Given problem: Transcribe the records below exactly, leaving out any pictures.

Dataset:
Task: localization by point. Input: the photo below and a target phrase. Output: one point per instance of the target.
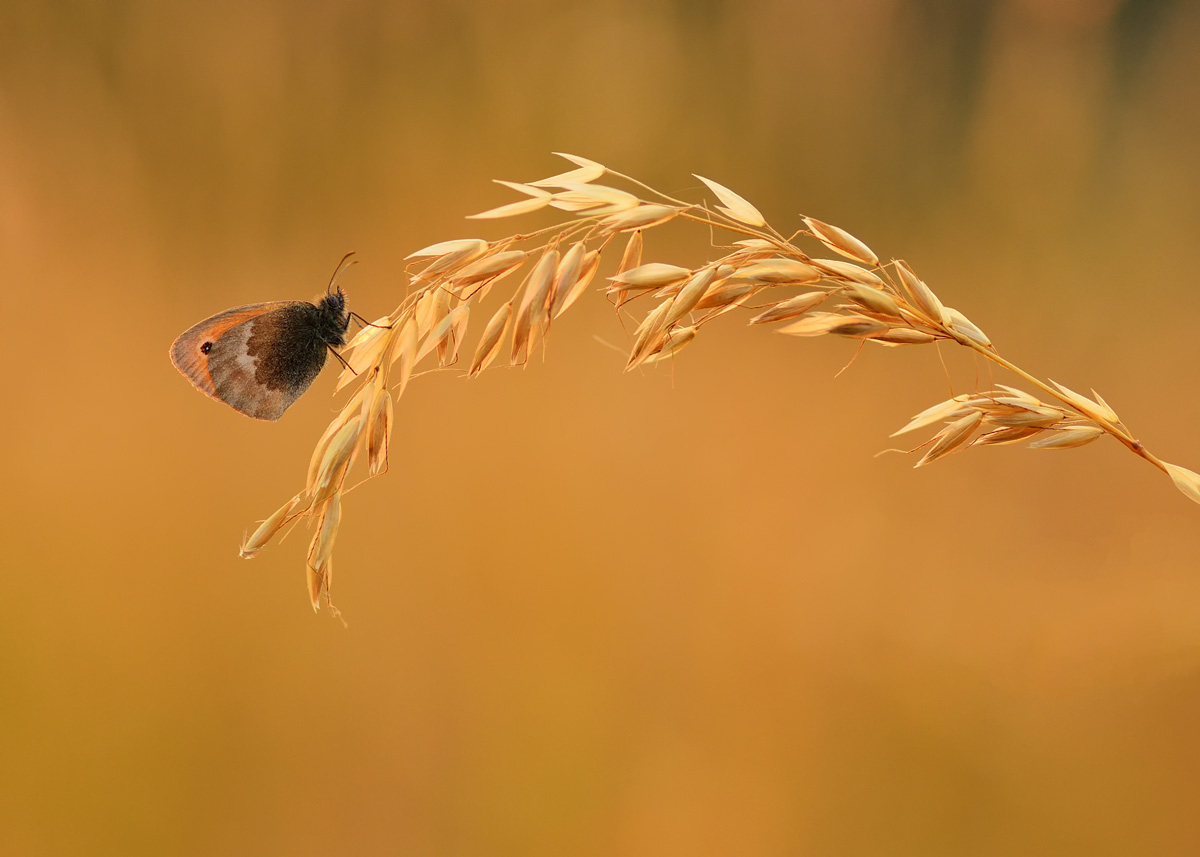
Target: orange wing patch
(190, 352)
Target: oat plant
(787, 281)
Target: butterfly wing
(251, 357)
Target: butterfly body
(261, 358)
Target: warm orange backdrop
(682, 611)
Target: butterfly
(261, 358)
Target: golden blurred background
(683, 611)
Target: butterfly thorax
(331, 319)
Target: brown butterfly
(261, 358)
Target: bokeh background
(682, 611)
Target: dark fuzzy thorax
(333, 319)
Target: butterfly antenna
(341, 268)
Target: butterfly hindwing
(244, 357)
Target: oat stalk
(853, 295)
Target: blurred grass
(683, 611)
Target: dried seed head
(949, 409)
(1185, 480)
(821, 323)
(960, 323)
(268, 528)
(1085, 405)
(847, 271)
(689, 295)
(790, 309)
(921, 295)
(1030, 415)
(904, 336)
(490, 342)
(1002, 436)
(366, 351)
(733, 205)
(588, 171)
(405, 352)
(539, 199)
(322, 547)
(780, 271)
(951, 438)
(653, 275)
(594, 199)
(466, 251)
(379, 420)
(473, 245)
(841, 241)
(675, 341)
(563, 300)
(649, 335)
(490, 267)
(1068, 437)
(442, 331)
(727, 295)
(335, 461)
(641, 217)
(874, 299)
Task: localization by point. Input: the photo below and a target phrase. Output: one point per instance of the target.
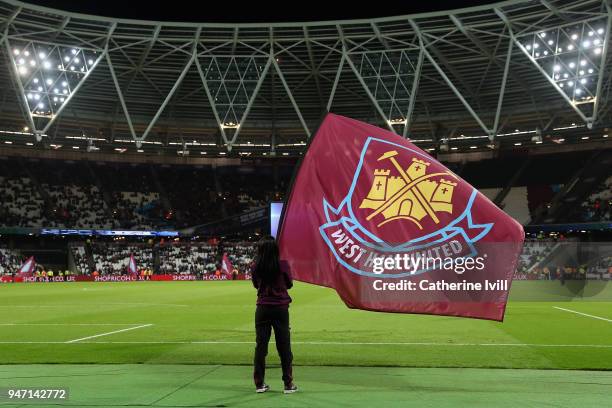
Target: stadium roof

Answer to the problem:
Task: localization by point. Input: the photo below and a target phrase. Output: one point per instance of the target.
Target: orange wing patch
(190, 352)
Target: oat plant
(787, 281)
Target: butterfly wing
(251, 357)
Target: butterfly body
(261, 358)
Target: warm orange backdrop
(682, 611)
Target: butterfly
(261, 358)
Target: golden blurred background
(683, 611)
Target: butterfly thorax
(331, 319)
Target: brown butterfly
(261, 358)
Target: bokeh background
(682, 611)
Target: dark fuzzy thorax
(333, 319)
Target: butterfly antenna
(341, 268)
Target: butterfly hindwing
(244, 357)
Target: oat stalk
(853, 295)
Target: blurred grass
(683, 611)
Target: dried seed head
(949, 409)
(1185, 480)
(821, 323)
(960, 323)
(268, 528)
(1085, 405)
(847, 271)
(689, 295)
(790, 309)
(921, 295)
(1030, 415)
(904, 336)
(490, 342)
(1002, 436)
(366, 351)
(733, 205)
(588, 171)
(405, 352)
(539, 199)
(322, 547)
(780, 271)
(951, 438)
(653, 275)
(594, 199)
(466, 251)
(379, 420)
(473, 245)
(841, 241)
(675, 341)
(563, 300)
(649, 335)
(490, 267)
(1068, 437)
(442, 331)
(727, 295)
(335, 461)
(641, 217)
(874, 299)
Task: localization by point. Input: the photo below and a target phrase. Output: one point per instance of the target.
Target: stadium roof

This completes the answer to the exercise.